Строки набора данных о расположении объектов
• • • •

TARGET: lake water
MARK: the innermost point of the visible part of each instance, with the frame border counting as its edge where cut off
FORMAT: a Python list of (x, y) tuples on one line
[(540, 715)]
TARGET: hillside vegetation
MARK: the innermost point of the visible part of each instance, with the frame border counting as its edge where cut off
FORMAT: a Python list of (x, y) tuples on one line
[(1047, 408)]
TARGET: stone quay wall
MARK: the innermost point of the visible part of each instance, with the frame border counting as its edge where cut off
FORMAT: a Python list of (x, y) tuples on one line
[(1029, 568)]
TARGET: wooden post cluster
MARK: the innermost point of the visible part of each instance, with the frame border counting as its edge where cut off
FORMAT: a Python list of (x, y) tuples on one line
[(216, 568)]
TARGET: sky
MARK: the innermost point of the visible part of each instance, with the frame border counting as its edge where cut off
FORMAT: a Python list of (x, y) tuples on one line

• • • •

> **Что нужно**: Перепишите без изменений отрезок записей от строки, содержащей «TARGET: wooden post cluster», до самого конца записей, включая обе границы.

> **Ответ ниже**:
TARGET: wooden post cluster
MARK: the innermost point of the visible part of each instance, with the frame border counting as its edge where cut off
FORMAT: a Python list of (x, y) tuples on one line
[(216, 568)]
TARGET: sky
MARK: the innermost point of the visible part of each instance, with the frame border counting as its edge where cut off
FORMAT: a Python list of (x, y) tuples on one line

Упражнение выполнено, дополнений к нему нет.